**Exercise objective**
Copy out the entries below word for word. Begin at the line that contains "nacelle, placing one marker per instance" and stop after the final line of the entries.
**** Records provided
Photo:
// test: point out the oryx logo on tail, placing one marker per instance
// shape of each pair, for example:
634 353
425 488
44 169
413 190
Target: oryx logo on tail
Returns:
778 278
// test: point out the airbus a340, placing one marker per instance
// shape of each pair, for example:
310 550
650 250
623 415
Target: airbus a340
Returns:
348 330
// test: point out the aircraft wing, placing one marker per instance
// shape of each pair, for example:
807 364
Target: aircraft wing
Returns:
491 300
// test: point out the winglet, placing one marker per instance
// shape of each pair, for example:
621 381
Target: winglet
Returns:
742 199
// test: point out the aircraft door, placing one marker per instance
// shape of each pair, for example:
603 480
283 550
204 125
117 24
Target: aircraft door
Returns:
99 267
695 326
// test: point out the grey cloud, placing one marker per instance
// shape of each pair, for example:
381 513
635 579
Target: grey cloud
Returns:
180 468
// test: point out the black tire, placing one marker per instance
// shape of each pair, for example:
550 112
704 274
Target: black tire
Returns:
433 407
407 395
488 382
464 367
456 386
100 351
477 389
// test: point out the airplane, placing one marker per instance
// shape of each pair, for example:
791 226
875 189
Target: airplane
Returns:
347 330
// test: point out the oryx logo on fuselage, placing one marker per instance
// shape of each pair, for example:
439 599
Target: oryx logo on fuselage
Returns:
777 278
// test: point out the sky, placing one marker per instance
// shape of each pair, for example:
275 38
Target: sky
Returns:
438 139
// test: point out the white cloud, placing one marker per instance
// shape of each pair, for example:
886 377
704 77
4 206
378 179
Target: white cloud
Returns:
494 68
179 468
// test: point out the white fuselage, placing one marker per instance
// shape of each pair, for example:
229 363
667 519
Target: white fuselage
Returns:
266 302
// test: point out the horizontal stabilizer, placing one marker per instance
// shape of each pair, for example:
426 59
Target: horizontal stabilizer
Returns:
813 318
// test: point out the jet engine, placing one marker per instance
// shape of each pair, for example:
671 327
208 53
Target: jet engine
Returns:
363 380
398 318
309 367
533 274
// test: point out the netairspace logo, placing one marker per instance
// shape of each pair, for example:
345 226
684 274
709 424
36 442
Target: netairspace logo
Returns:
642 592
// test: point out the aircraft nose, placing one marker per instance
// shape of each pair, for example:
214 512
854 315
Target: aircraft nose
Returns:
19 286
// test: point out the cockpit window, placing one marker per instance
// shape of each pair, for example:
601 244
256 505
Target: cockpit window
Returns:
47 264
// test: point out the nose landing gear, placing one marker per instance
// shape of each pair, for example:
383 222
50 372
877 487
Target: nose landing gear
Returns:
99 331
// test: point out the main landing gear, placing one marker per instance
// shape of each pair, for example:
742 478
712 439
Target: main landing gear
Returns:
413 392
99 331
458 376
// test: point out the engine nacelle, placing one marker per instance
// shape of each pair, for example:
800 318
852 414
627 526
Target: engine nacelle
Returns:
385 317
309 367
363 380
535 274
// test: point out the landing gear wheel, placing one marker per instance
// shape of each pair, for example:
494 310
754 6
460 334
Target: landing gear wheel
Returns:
********
**Exercise solution**
// test: point out the engine nacelle, placing one marker per instance
// shape of each pair, for example:
800 318
852 414
627 526
Target: engine nacelle
Returns:
385 317
309 367
363 380
535 274
// test: point out the landing gear wheel, placing one marker per instance
// shape of each pair, for example:
494 310
754 6
460 334
Target: landing gear wheel
Returns:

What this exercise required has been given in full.